GOAL OF THE EXERCISE:
Leaving out the pictures, output each record exactly as it stands.

[EXTRACTED DATA]

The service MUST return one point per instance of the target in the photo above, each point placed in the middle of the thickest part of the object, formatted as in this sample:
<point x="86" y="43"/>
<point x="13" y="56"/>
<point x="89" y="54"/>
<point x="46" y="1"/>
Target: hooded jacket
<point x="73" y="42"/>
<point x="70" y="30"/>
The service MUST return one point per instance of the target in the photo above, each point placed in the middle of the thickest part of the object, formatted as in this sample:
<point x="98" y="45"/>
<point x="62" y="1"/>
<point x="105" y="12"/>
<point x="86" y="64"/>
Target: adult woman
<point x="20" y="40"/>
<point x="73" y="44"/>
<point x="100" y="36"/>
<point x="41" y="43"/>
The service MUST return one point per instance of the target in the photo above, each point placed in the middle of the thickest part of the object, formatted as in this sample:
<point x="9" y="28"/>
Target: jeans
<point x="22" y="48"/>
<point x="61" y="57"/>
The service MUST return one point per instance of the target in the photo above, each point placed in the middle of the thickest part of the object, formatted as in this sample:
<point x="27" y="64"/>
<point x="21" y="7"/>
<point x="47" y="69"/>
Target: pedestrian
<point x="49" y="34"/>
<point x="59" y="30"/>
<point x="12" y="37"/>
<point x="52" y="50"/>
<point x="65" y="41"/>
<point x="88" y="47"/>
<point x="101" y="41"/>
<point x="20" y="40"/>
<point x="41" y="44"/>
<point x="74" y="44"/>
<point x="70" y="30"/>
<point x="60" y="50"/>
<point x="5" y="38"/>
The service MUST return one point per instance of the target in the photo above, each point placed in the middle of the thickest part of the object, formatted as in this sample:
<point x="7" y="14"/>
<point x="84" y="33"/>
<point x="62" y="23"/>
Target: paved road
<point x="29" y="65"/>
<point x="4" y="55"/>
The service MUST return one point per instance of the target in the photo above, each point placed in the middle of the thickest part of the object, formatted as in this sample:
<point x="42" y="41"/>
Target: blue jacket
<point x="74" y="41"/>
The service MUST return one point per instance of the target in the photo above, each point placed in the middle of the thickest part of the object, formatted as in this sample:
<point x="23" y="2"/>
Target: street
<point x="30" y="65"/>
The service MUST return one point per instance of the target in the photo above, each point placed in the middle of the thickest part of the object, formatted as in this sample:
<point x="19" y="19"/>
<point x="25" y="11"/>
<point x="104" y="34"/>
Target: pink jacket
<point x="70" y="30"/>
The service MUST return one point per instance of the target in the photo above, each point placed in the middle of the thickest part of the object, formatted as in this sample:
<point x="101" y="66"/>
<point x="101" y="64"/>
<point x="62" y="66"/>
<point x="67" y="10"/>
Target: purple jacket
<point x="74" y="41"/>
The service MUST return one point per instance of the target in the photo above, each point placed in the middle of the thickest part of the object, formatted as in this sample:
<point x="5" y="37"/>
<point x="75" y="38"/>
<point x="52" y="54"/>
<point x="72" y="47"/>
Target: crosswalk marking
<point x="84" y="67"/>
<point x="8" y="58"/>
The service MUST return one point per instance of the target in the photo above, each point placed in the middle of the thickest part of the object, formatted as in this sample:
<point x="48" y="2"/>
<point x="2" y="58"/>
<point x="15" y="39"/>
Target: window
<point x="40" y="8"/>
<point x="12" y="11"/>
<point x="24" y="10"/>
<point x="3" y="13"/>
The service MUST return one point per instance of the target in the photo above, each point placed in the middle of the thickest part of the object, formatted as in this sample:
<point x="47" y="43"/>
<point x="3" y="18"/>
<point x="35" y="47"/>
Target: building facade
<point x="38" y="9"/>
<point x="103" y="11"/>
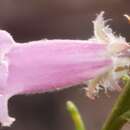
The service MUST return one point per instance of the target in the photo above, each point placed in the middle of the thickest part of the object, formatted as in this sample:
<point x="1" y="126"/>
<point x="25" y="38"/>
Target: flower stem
<point x="120" y="112"/>
<point x="75" y="115"/>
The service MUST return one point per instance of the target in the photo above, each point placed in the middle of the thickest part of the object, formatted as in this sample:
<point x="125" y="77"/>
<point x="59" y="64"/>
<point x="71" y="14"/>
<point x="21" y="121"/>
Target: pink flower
<point x="46" y="65"/>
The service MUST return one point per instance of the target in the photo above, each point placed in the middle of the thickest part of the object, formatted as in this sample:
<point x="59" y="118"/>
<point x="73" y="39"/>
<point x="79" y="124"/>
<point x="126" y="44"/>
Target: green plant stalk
<point x="75" y="115"/>
<point x="122" y="105"/>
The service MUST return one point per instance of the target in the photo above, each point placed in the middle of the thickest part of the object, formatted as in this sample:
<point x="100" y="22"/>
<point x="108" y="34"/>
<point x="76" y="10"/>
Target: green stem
<point x="122" y="105"/>
<point x="75" y="115"/>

[/EXTRACTED DATA]

YOUR RESPONSE:
The service MUST return one point per instance of the target in the photo above, each point placed in the middle of the thickest part of the object, formatted as in this sample:
<point x="86" y="43"/>
<point x="13" y="56"/>
<point x="89" y="54"/>
<point x="46" y="1"/>
Target: hooded jacket
<point x="73" y="42"/>
<point x="70" y="30"/>
The service MUST return one point per instance of the target in the photo above, each point placed in the middle of the thickest part of the object, formatted as in this sample:
<point x="98" y="45"/>
<point x="62" y="1"/>
<point x="105" y="12"/>
<point x="86" y="64"/>
Target: adult woman
<point x="20" y="40"/>
<point x="73" y="44"/>
<point x="100" y="36"/>
<point x="41" y="43"/>
The service MUST return one point per instance of the target in the photo above, each point placed in the middle of the thickest part of the object, formatted as in this sample:
<point x="9" y="28"/>
Target: jeans
<point x="22" y="48"/>
<point x="61" y="57"/>
The service MUST return one point per instance of the target in the photo above, each point placed in the middle of the thickest part of the object, formatted as in this sample:
<point x="27" y="64"/>
<point x="21" y="7"/>
<point x="47" y="69"/>
Target: pedestrian
<point x="49" y="34"/>
<point x="59" y="30"/>
<point x="12" y="37"/>
<point x="52" y="50"/>
<point x="65" y="41"/>
<point x="88" y="47"/>
<point x="101" y="41"/>
<point x="20" y="40"/>
<point x="41" y="44"/>
<point x="74" y="44"/>
<point x="70" y="30"/>
<point x="60" y="50"/>
<point x="5" y="38"/>
The service MUST return one point per instance of the target in the photo above, each point placed in the middle of the thickest part of the object, formatted as in this sample:
<point x="7" y="14"/>
<point x="84" y="33"/>
<point x="62" y="23"/>
Target: paved road
<point x="29" y="65"/>
<point x="4" y="55"/>
The service MUST return one point per instance of the target in the photo above, each point placed in the middle of the thickest part of the object, formatted as in this sample:
<point x="42" y="41"/>
Target: blue jacket
<point x="74" y="41"/>
The service MUST return one point per instance of the target in the photo above, each point placed in the middle of the thickest part of the object, formatted as in this sample:
<point x="23" y="2"/>
Target: street
<point x="30" y="65"/>
The service MUST return one point per instance of the target in the photo above, each point placed in the middle of the thickest part of the object, formatted as in this sample:
<point x="19" y="19"/>
<point x="25" y="11"/>
<point x="104" y="34"/>
Target: pink jacket
<point x="70" y="30"/>
The service MUST return one point per instance of the target in the photo above, each point placed in the middle of the thickest part of the object, formatted as in this sample:
<point x="101" y="66"/>
<point x="101" y="64"/>
<point x="62" y="66"/>
<point x="67" y="10"/>
Target: purple jacket
<point x="74" y="41"/>
The service MUST return one point per instance of the target in the photo above, each point placed in the middle of the thickest part of the object, formatted as in this sample:
<point x="5" y="37"/>
<point x="75" y="38"/>
<point x="52" y="54"/>
<point x="72" y="47"/>
Target: crosswalk marking
<point x="84" y="67"/>
<point x="8" y="58"/>
The service MUST return one point per instance of the target in the photo above, each point placed in the middle of the thickest part of the object, formatted as in this sample:
<point x="48" y="2"/>
<point x="2" y="58"/>
<point x="15" y="39"/>
Target: window
<point x="40" y="8"/>
<point x="12" y="11"/>
<point x="24" y="10"/>
<point x="3" y="13"/>
The service MUST return one point per instance of the target in the photo above, each point placed in the middle of the thickest part of the object, formatted as in this sample:
<point x="47" y="43"/>
<point x="3" y="18"/>
<point x="35" y="47"/>
Target: building facade
<point x="38" y="9"/>
<point x="103" y="11"/>
The service MUST return one point per instance of the target in the photo above, each point placed in the middle of the thickest part of the object, formatted as in this sample:
<point x="1" y="126"/>
<point x="25" y="38"/>
Target: flower stem
<point x="120" y="112"/>
<point x="75" y="115"/>
The service MUST return one point per instance of the target in the photo above, each point placed in the middle of the thickest part of the object, formatted as in this sample:
<point x="125" y="77"/>
<point x="59" y="64"/>
<point x="71" y="14"/>
<point x="21" y="121"/>
Target: pink flower
<point x="46" y="65"/>
The service MUST return one point per instance of the target in the photo above, each point placed in the middle of the thickest part of the object, formatted as in this sample:
<point x="59" y="118"/>
<point x="73" y="39"/>
<point x="79" y="124"/>
<point x="126" y="44"/>
Target: green plant stalk
<point x="75" y="115"/>
<point x="122" y="105"/>
The service MUST return one point per instance of the target in the photo above, each point placed in the middle of the thickest part of the object, formatted as in this sample:
<point x="100" y="22"/>
<point x="108" y="34"/>
<point x="76" y="10"/>
Target: green stem
<point x="122" y="105"/>
<point x="75" y="115"/>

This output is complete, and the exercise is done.